◆ **TRY IT**
Which lines of the listing below contain the word "tray"? Return them.

◆ **AVAILABLE DATA**
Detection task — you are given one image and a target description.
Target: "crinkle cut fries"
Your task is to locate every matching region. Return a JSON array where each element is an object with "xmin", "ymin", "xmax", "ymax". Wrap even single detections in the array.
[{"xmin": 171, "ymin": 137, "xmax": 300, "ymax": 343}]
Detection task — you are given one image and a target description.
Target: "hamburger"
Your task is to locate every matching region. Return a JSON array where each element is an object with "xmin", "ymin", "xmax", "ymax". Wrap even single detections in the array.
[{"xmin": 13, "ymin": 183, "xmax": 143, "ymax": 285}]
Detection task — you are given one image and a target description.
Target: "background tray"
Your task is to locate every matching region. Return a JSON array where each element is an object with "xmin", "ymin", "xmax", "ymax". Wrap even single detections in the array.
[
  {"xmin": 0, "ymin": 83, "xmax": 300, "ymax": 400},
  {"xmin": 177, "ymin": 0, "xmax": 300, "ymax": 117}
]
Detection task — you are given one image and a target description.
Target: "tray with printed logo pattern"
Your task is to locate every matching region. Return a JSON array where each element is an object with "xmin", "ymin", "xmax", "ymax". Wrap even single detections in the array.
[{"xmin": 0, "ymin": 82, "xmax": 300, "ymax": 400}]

◆ **SOLVED PROBLEM**
Target: "background tray"
Target: "tray with printed logo pattern"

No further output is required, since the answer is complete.